## To do:
Say how many lines in the following data hold the word "target". Write nothing but that number.

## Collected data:
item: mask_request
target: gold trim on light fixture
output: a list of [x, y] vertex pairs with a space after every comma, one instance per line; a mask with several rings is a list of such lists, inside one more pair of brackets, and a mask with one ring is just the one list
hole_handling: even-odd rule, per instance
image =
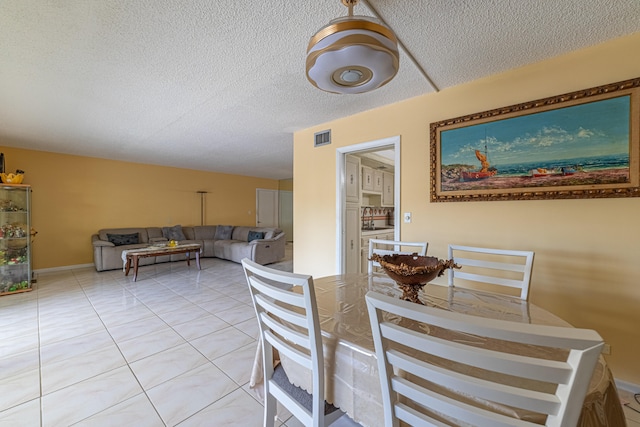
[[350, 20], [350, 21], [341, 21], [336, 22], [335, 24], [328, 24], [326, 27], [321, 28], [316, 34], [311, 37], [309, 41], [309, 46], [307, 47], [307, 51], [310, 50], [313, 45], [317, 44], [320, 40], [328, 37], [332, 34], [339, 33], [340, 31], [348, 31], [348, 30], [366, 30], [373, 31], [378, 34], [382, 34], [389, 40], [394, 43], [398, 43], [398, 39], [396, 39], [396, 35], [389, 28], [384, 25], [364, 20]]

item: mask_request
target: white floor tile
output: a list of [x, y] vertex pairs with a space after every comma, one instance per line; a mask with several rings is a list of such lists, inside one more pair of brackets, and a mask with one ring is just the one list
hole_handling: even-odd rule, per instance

--

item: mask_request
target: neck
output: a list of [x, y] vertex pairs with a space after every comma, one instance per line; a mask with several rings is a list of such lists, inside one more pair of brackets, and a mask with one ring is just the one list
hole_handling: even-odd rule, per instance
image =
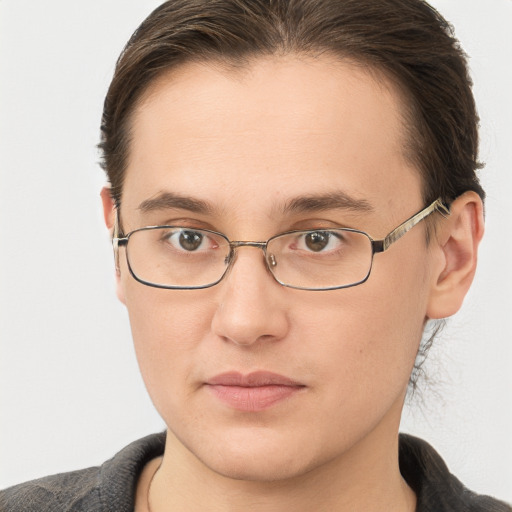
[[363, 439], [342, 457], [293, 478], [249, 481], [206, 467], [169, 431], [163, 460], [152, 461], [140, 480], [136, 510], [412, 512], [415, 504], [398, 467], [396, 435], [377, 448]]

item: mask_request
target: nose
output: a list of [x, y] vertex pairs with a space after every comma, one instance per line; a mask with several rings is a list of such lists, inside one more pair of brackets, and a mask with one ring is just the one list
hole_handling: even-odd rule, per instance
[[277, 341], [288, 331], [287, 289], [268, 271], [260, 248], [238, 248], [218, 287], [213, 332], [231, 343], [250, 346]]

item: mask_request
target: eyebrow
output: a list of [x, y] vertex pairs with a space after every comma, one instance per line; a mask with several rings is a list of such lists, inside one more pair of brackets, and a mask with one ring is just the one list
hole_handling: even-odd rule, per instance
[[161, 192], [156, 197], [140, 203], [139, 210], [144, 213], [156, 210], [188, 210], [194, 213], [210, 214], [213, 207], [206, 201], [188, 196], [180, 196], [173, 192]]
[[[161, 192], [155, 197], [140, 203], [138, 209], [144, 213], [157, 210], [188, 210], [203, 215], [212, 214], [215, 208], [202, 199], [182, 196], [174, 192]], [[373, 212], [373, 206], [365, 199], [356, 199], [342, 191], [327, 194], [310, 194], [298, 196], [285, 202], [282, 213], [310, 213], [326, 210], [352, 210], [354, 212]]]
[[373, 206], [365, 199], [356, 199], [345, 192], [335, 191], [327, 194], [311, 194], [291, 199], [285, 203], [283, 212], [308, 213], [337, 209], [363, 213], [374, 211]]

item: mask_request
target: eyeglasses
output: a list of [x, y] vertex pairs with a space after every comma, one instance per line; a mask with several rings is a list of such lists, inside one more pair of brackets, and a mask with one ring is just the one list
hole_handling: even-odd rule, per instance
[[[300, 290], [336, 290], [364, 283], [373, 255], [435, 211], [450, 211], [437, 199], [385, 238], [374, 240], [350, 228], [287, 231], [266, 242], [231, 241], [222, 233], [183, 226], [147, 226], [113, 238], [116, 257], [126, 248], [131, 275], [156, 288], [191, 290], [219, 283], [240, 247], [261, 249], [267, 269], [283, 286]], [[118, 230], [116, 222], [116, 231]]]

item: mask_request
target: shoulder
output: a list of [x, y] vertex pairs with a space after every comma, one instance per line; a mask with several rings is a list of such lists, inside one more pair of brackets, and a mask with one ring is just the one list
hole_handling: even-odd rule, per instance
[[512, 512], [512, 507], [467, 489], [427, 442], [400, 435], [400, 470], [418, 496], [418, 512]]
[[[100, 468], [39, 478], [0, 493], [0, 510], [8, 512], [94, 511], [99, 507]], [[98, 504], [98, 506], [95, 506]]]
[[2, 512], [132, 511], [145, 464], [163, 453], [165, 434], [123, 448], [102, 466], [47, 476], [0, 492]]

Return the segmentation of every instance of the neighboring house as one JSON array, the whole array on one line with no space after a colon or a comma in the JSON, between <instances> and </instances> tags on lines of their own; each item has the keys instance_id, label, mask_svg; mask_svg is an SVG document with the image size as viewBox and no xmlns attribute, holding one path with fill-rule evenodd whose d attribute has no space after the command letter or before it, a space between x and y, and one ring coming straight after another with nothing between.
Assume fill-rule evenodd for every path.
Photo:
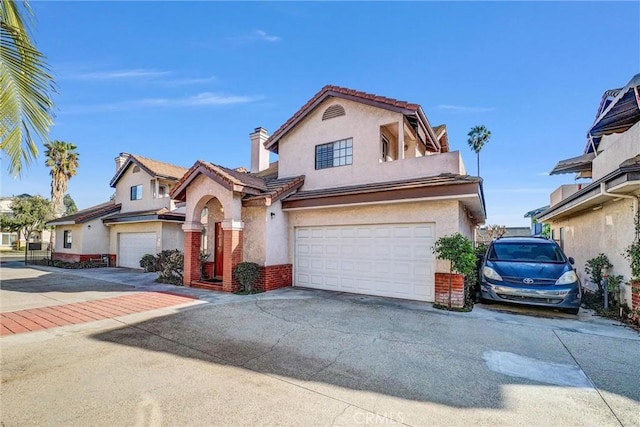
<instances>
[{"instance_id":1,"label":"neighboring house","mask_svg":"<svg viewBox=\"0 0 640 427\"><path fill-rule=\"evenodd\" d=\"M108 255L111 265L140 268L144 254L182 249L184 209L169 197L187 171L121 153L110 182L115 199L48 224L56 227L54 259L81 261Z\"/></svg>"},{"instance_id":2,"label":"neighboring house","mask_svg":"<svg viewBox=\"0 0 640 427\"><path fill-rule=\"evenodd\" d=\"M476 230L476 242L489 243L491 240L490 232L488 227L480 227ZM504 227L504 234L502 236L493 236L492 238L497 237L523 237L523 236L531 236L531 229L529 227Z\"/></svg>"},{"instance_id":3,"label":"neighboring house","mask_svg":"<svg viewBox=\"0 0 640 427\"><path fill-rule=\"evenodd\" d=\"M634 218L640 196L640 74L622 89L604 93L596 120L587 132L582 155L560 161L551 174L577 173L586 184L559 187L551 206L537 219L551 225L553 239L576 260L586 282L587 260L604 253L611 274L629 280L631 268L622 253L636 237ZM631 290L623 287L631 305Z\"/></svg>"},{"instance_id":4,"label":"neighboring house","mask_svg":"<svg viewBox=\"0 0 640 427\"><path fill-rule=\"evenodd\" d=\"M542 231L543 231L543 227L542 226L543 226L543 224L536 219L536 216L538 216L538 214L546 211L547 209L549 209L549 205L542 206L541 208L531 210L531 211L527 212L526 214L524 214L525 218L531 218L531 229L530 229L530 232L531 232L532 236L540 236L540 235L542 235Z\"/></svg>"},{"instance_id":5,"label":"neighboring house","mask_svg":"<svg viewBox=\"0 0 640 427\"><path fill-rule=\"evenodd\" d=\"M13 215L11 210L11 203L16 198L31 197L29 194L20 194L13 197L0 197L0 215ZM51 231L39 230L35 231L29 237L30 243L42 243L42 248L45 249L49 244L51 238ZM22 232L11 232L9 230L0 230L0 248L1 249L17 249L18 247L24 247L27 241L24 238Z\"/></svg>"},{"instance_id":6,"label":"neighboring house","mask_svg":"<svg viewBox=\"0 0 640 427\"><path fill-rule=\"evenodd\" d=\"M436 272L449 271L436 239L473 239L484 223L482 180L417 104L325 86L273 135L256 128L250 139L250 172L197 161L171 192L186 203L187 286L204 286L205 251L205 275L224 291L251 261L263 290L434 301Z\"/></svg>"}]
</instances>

--

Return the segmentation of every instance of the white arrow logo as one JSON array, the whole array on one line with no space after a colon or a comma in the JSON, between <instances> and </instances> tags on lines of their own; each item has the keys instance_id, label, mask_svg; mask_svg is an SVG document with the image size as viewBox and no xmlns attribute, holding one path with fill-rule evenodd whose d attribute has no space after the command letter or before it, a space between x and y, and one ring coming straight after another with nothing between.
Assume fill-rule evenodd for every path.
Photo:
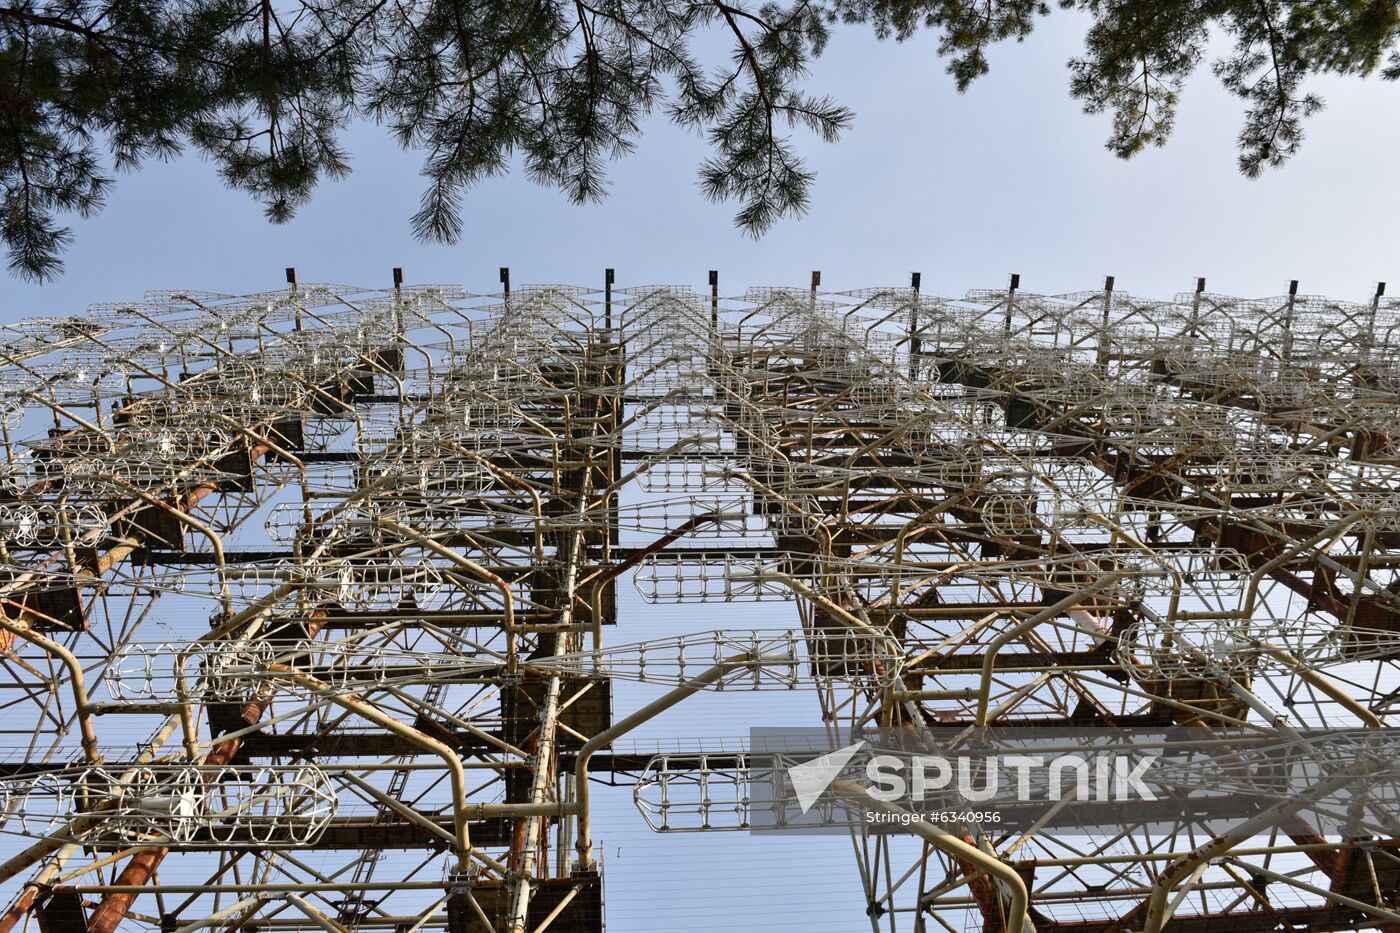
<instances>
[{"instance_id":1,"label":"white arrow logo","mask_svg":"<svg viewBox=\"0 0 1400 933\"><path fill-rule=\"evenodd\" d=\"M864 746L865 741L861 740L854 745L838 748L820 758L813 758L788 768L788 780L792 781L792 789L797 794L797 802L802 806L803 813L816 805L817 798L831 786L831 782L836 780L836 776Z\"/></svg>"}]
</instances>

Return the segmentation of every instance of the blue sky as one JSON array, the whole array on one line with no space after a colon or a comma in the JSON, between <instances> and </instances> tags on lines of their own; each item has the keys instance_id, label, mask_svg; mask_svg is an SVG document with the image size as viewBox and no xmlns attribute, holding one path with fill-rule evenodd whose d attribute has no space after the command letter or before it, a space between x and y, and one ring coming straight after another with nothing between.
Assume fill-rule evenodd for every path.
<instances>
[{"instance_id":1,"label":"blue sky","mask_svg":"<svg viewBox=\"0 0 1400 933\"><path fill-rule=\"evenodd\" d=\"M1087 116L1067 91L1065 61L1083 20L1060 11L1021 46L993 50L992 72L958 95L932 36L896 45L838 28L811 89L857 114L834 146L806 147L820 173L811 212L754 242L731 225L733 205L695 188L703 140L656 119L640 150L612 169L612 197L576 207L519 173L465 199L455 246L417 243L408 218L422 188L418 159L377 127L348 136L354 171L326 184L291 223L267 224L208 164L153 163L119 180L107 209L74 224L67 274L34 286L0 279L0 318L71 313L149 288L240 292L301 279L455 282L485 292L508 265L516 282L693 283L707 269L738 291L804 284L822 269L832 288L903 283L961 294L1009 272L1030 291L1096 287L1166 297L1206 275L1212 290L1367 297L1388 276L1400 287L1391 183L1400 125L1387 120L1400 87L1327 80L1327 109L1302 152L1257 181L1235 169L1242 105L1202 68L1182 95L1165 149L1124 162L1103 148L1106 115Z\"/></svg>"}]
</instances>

## Answer:
7